THE PROBLEM
Resume the film reviews below, picking up right after the last line shown.

━━ EXTRACT TO READ

The story follows Ray (Dean Imperial), a truck delivery man from Queens, New York, who despite unfamiliar with the tech world, is allured into the lucrative quantum computing business. Although suspicious of the safety within this environment, he starts cabling pre-defined routes in a forested upstate zone, not only to alleviate his own financial burden but also to provide an adequate, if expensive, treatment for his half brother, Jamie (Babe Howard), who struggles with a chronic fatigue disease.

Visibly out of shape, Ray has to compete with the relentless automated cars that patrol the forest, eventually learning how to slow them down with the help of Anna (Madeline Wise), an experienced, tech-savvy cabler. Through her, he will also find out why his work ID prompts his colleagues to act with such hostility toward him.

Rawly shot, Lapsis is far from any sort of visually attractive filmmaking, but that’s not the point here. The priority is to feed a spiral wave of shady mystery with moody atmospherics at the same time that unleashes observant social commentary about tech conspiracies, deficient health systems, and companies that increase the passive income of greedy CEOs by exploiting its employees. 

This fantasy is intimately linked to a painful reality, and leaves its mark. It’s likable, with tiny imperfections and a constant rhythmic beat of its own. Although not investing in any sort of climax, it provides unwavering entertainment throughout.

3meio.jpg

Enforcement (2021)

━━━━
━━ RECORD EXCERPTS

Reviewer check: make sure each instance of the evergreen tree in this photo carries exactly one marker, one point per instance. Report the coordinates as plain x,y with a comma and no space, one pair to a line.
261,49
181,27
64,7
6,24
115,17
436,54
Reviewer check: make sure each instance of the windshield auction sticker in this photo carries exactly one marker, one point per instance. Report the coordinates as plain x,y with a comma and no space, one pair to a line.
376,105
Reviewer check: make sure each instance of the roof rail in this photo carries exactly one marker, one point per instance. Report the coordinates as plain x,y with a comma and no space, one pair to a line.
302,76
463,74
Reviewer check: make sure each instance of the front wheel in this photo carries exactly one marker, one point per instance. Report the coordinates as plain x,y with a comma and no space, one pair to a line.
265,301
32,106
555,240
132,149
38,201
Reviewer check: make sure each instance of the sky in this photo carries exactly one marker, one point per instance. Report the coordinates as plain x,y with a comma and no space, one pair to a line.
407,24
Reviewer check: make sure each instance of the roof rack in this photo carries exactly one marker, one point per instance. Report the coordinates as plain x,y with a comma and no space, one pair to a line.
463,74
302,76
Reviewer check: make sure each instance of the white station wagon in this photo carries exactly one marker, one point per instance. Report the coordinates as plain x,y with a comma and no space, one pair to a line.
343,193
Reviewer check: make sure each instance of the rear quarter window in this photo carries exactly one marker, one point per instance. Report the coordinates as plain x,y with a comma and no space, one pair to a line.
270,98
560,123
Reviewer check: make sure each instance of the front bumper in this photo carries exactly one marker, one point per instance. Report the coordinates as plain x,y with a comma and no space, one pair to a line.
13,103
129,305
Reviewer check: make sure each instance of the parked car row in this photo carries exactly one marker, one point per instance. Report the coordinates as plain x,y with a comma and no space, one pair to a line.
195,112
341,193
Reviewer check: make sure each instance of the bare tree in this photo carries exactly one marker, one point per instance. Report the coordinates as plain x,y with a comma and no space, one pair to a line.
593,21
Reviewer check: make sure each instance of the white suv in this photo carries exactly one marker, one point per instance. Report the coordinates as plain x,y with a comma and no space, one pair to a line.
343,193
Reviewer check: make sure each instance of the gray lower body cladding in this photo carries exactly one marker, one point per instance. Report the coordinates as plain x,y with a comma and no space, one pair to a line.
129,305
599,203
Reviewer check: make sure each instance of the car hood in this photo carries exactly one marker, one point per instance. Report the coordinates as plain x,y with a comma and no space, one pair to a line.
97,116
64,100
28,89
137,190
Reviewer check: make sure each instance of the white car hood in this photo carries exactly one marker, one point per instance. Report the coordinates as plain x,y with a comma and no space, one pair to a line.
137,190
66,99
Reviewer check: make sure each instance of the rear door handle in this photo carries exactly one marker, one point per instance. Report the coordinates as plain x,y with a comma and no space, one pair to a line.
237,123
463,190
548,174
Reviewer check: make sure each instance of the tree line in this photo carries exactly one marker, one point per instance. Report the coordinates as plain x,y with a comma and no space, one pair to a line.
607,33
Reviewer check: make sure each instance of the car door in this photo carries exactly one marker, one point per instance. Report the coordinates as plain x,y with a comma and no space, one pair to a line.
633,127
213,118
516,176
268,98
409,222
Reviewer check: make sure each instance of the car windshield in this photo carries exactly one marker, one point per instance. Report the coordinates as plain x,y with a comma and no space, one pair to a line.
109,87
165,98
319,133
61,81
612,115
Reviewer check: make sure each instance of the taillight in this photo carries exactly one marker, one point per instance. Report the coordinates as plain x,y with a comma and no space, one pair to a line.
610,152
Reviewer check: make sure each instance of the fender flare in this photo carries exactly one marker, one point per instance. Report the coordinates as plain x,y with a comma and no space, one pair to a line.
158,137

━━━━
━━ RECORD EXCERPTS

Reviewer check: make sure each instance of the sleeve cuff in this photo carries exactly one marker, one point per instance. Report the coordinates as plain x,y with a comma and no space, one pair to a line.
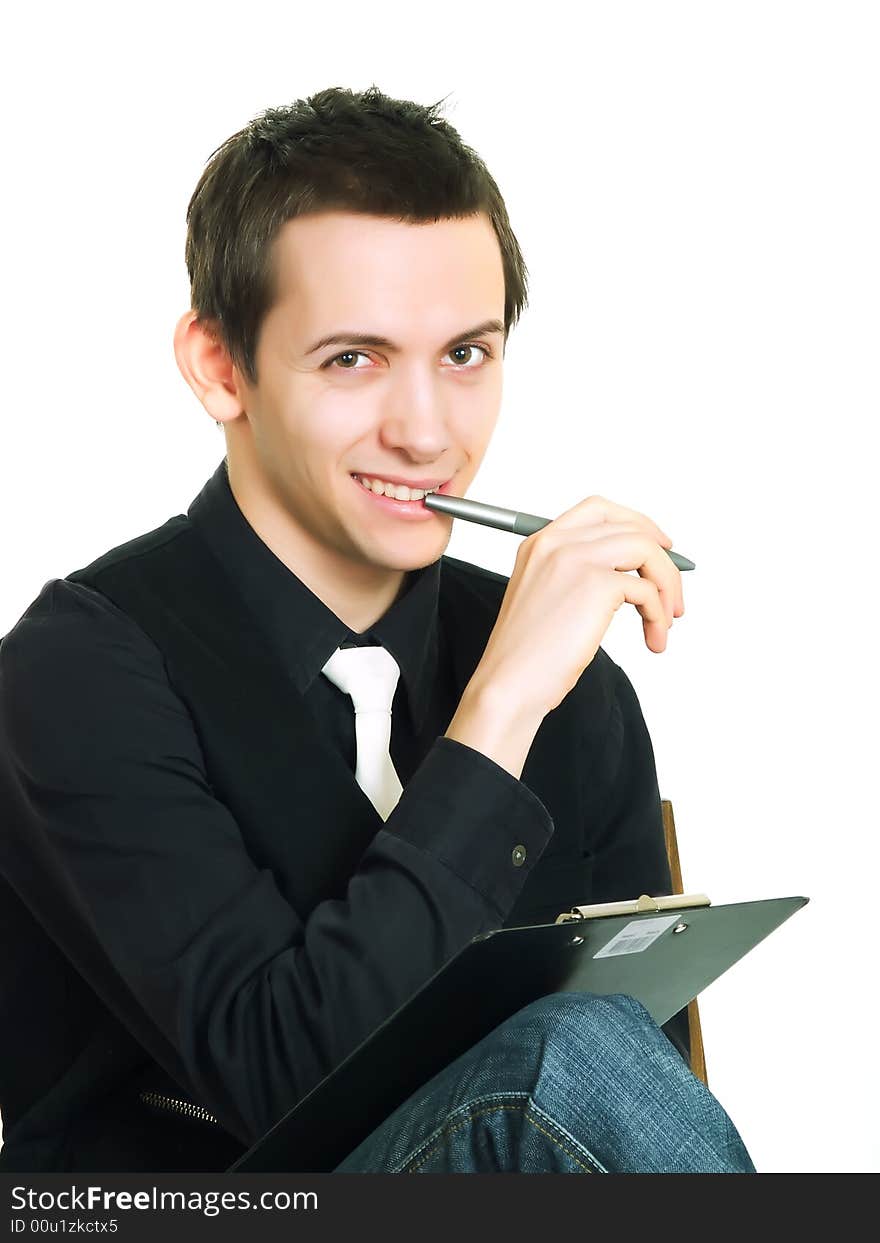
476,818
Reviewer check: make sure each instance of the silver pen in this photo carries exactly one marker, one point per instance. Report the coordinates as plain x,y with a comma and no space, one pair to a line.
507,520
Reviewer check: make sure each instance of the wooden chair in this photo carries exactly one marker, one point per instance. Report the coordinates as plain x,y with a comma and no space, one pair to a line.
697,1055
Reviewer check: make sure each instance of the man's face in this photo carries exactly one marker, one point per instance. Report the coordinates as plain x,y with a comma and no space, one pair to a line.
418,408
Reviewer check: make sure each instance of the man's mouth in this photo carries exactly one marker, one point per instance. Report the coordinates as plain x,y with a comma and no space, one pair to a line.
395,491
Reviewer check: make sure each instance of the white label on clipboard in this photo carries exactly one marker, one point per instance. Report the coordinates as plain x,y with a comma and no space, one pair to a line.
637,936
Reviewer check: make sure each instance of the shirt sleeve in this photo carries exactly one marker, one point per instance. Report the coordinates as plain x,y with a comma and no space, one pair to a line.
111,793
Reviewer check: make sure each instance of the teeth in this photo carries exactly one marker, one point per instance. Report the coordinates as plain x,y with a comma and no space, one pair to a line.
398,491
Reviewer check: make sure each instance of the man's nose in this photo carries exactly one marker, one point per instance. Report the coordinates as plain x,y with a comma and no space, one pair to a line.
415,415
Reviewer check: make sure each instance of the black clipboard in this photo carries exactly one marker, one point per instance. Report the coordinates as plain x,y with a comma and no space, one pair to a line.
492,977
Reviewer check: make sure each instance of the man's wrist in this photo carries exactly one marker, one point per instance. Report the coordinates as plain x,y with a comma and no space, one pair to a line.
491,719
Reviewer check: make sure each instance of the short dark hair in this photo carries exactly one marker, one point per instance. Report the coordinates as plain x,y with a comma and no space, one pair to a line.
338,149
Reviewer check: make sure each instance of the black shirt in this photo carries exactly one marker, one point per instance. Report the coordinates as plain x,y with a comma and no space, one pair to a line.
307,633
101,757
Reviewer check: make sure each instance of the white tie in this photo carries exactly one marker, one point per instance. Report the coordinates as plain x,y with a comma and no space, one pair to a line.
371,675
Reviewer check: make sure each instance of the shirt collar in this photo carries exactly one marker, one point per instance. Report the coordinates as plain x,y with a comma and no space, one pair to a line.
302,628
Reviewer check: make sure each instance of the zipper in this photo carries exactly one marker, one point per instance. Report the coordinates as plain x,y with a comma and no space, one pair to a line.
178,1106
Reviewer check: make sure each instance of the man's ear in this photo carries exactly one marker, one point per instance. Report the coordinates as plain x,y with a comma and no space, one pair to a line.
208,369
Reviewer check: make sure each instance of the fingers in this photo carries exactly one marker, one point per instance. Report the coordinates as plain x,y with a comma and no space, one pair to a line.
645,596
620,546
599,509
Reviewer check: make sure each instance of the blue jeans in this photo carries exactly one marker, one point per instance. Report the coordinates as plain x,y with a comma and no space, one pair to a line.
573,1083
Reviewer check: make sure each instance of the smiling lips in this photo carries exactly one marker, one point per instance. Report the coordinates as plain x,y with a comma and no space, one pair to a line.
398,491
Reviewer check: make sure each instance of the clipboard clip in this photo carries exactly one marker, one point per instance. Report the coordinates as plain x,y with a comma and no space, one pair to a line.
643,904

━━━━

EXPECTED OUTPUT
enforcement-movie.jpg

Direction: Frederik Louis Hviid, Anders Ølholm
Country: Denmark

The first feature film from the pair of Danish directors Frederik Louis Hviid and Anders Ølholm bring two police officers - the competent Jens Høyer (Simon Sears) and the antagonistic Mike Andersen (Jacob Lohmann) - into a labyrinthine ghetto ravaged by wild riots, looting and general chaos. The reason for this altercation is the death of an Arabic teen while in police custody. With distinct personalities and approaches clashing along the way, these cops in distress have a go at finding their way out, which would be impossible without the help of a young Arab, Amos (Tarek Zayat), whom they have previously stopped and frisked and then arrested. 

Enforcement relies on tense situations of conflict arranged at a furious pace, as well as a heavy dollop of fierce action that manages to create a good impact during its gripping first half. Unfortunately, the plot becomes weaker and the course of events too coincidental in a dissonant latter phase where the two agents see some generous former ‘enemies’ as their saviors. 

The moral ambiguities experienced by the policemen end up in an opportunistic cynicism that brings the film down, revealing an implausible game changer. 

Provocative yet unconvincing, Enforcement will serve more the interests of unconditional enthusiasts of the action genre than actually entertain those looking for a well-calibrated story.

2meio.jpg

Rose Plays Julie (2020)

rose-plays-julie-film.jpg

Direction: Joe Lawlor, Christine Molloy
Country: Ireland / UK

The third feature film from the team of directors Joe Lawlor and Christine Molloy (Helen, 2008; Mister John, 2013) is a stone cold rape-revenge tale delivered with a deliberate resolve and languid pace. 

Rose Plays Julie is a subtle film of nuances that never really burns at the surface, rather adopting a deceptively passive posture while making calculated moves that lead us, unhurriedly yet assuredly, toward an unimaginable finale. 

The story, mostly set in Dublin, begins as Rose (Ann Skelly), a student of veterinary science who was given for adoption at birth, attempts to contact her biological mother, Ellen (Orla Brady), a celebrated actress. After knowing the motives that made her mother give up on her, she starts tracking down her father, Peter Doyle (Aidan Gillen), a successful archeologist who happens to be a noxious misogynist with a past stained by rape.

The stimulation comes from not knowing what are Rose’s real intentions, in this unremittingly hopeless tale with no room for forgiveness. In the end, it’s the darkness that prevails.

If you’re a fan of fast-paced, violent drama-thrillers, then this is not your dish. See it only if you want this genre to be served with prolonged sharp-tasting notes.